# [Text block]
PI(4,5)P2 is proximal to epithelial junctional proteins
To elucidate the mechanisms by which PI(4,5)P2 regulates epithelial characteristics, we screened proteins in close proximity to PI(4,5)P2 in epithelial cells. We established HaCaT cells stably expressing V5 and APEX2 fused to the PH domain of PLCδ1, which specifically binds to PI(4,5)P2 and is localized to the PM (Supplementary Fig. 6a). In the presence of hydrogen peroxide and biotin-phenol, proteins proximal to APEX2 (generally within 30 nm) are biotinylated by APEX2, allowing for their enrichment using streptavidin beads22. Detection of biotinylated proteins with streptavidin revealed that biotinylated proteins were mainly located in the PM (Supplementary Fig. 6b). In combination with stable isotope labeling by amino acids in cell culture (SILAC), 99 proteins were identified as proteins proximal to PI(4,5)P2 (Supplementary Data 1). APEX2-fused non-PI(4,5)P2-binding mutant of the PH domain of PLCδ1 (R40L) was used as the negative control. Furthermore, we excluded the proteins that were reported to be proximal proteins of an irrelevant transmembrane protein in a similar proximal biotinylation-based approach with keratinocytes23. Known PI(4,5)P2-binding proteins, such as MARCKS, ezrin, cortactin, and IQGAP1, were identified as PI(4,5)P2 proximal proteins, thus confirming that the followed approach is effective for the identification of proteins proximal to PI(4,5)P2. Gene ontology term analysis revealed that proteins related to extracellular exosome, nucleosome, nuclear nucleosome, cell-cell adherens junction, focal adhesion, and cell–cell junction were enriched in the PI(4,5)P2 proximal proteins (Supplementary Fig. 6c). Consistent with the fact that proteins related to cell-cell adherens junction and cell–cell junction are enriched in the PI(4,5)P2 proximal proteins, PI(4,5)P2 was required for the normal localization of junctional proteins (Figs. 2d, e, 3f, g), suggesting that PI(4,5)P2 maintains epithelial characteristics by regulating the localization of junctional proteins.

# [What to do]
A: Name the known PI(4,5)P2-binding proteins that the PI(4,5)P2 proximity text says were recovered among the proximal proteins.
B: In the PI(4,5)P2 proximity text, why was APEX2 fused to the PH domain of PLCδ1?

# [Information provided]
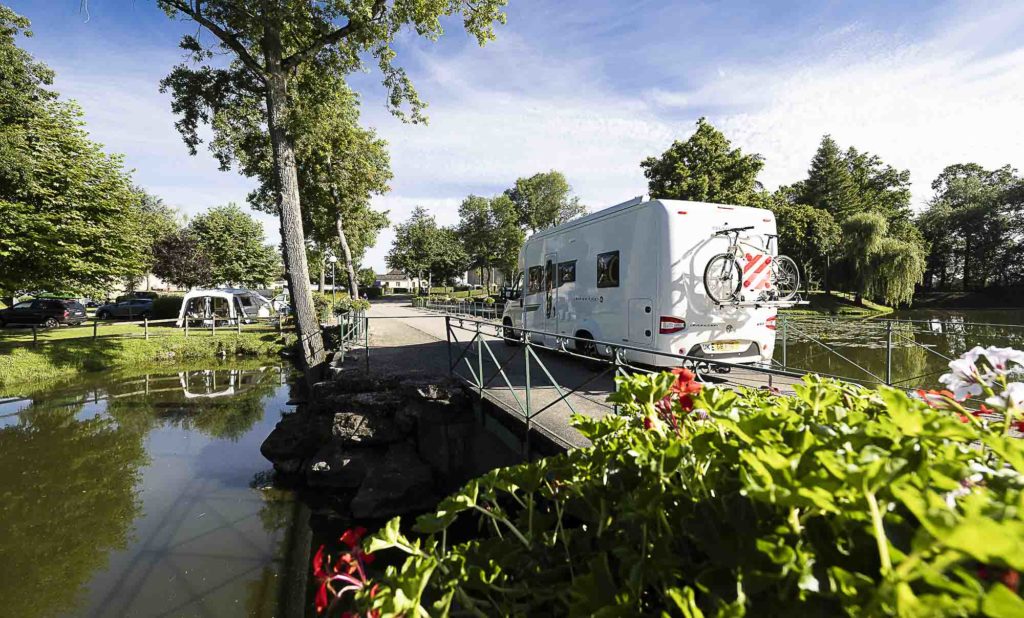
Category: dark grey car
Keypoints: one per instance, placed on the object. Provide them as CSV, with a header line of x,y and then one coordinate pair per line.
x,y
131,308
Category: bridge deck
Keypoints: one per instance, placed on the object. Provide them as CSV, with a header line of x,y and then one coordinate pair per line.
x,y
414,341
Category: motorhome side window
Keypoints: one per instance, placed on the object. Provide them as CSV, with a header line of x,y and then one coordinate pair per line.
x,y
566,272
607,269
536,274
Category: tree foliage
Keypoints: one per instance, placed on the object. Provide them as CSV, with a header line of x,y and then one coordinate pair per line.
x,y
975,222
545,200
233,241
705,168
422,248
488,228
267,44
69,216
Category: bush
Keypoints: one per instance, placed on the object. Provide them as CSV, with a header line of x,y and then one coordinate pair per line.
x,y
709,501
346,305
167,306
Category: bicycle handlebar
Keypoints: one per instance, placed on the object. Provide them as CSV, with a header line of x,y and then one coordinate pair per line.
x,y
729,230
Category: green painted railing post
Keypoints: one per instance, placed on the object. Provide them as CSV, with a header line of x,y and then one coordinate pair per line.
x,y
783,344
525,349
889,353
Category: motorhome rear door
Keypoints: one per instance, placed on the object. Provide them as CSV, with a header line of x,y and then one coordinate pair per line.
x,y
550,307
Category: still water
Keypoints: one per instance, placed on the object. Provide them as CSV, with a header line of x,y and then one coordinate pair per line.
x,y
147,496
922,343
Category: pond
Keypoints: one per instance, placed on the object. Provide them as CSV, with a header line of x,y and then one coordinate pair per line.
x,y
146,495
922,343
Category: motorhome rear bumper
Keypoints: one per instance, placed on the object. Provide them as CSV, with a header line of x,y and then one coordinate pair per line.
x,y
751,354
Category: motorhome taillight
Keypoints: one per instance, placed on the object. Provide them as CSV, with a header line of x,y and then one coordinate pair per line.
x,y
670,324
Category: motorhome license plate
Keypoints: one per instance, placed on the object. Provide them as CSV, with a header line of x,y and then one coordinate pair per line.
x,y
723,346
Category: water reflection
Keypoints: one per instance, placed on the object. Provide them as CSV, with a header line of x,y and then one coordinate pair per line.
x,y
136,496
913,348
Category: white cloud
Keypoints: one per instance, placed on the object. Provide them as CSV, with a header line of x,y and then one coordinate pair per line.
x,y
500,114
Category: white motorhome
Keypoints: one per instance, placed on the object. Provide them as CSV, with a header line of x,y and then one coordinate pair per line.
x,y
633,273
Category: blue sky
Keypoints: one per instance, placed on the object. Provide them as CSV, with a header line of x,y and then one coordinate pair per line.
x,y
591,87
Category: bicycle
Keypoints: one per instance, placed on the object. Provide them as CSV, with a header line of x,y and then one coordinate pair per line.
x,y
726,274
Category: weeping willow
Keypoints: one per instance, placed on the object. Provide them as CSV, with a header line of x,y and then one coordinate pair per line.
x,y
896,267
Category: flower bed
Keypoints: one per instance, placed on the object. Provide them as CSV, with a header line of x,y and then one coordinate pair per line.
x,y
708,501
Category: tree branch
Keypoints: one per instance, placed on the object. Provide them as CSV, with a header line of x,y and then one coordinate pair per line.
x,y
228,38
331,38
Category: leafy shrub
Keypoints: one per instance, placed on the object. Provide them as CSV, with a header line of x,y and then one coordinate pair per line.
x,y
345,305
167,306
709,501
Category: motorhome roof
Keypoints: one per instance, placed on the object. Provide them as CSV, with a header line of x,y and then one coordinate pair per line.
x,y
611,210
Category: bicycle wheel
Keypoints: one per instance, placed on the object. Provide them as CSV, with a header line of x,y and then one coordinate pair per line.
x,y
723,277
786,277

# [Expected results]
A: MARCKS, ezrin, cortactin, IQGAP1

B: The PH domain of PLCδ1 specifically binds PI(4,5)P2 and is localized to the PM. Fusing APEX2 to it places the enzyme at PI(4,5)P2, where it biotinylates proteins close to PI(4,5)P2, generally within 30 nm.